▶ **Brief 1**
In the passage on interfacial tension, echo the part that opens with the words containing "In a mixture" and closes with "surface of water.", copying each word as it stands.
▶ **Brief 2**
According to the passage on interfacial tension, what do amphiphilic molecules such as soaps contain?
▶ **Brief 3**
Pick up the passage on interfacial tension after its last sentence and write the next part.

▶ **Extract to read**
########################################

A new twist on interfacial tension

In a mixture of two molecular components, the surface tension is defined as the energetic cost per unit area of moving molecules from the bulk and bringing them to the interface. The higher the magnitude of the surface tension, the greater the tendency of two components to demix. Surface tension allows trees to carry nutrients from the roots out to the branches, and water striders to walk on the surface of water.

The interface between hydrophobic and hydrophilic components has very high interfacial tension. A common way to adjust the magnitude of surface tension is to add amphiphilic molecules (like soaps), which contain both hydrophilic and hydrophobic components. These amphiphilic molecules prefer to be at the interface between the two components, and effectively lower the interfacial tension, allowing the components to mix more easily. This is how detergent causes oily stains to dissolve in water.

########################################

▶ **Data provided**

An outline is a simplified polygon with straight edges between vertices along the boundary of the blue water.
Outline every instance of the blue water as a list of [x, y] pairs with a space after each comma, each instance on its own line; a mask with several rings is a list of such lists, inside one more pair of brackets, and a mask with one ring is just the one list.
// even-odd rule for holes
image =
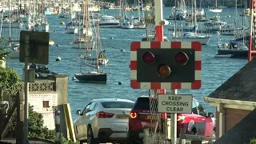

########################################

▶ **Exercise output 1**
In a mixture of two molecular components, the surface tension is defined as the energetic cost per unit area of moving molecules from the bulk and bringing them to the interface. The higher the magnitude of the surface tension, the greater the tendency of two components to demix. Surface tension allows trees to carry nutrients from the roots out to the branches, and water striders to walk on the surface of water.

▶ **Exercise output 2**
Both hydrophilic and hydrophobic components.

▶ **Exercise output 3**
In a recently published article in Nature, an interdisciplinary team of researchers at Brandeis headed by Zvonimir Dogic, and consisting of experimental, theoretical, and computational physicists as well as biologists, has demonstrated a new way of controlling interfacial tension using a molecular property called chirality, or lack of mirror symmetry. The study was performed on a model system of two-dimensional colloidal membranes composed of the rod-like bacteriophage virus fd, which are about one micrometer in length and 7 nanometers in diameter. The electrostatically repulsive virus particles are condensed into membranes through the depletion mechanism by adding non-adsorbing polymer to a virus suspension. Because the fd rods are chiral, they tend to twist by a small angle with respect to neighboring rods. However, the geometry of the membrane prevents twisting in the structure’s interior; only along the perimeter can the rods twist. Thus, increasing the strength of chirality of the rods both lowers the energy of the rods along the membrane’s edge and increases the frustration of untwisted rods in the bulk, lowering the interfacial tension. This contrasts the standard method of controlling interfacial tension using amphiphilic molecules, since the rod-like particles are completely homogenous, and do not contain any hydrophilic components.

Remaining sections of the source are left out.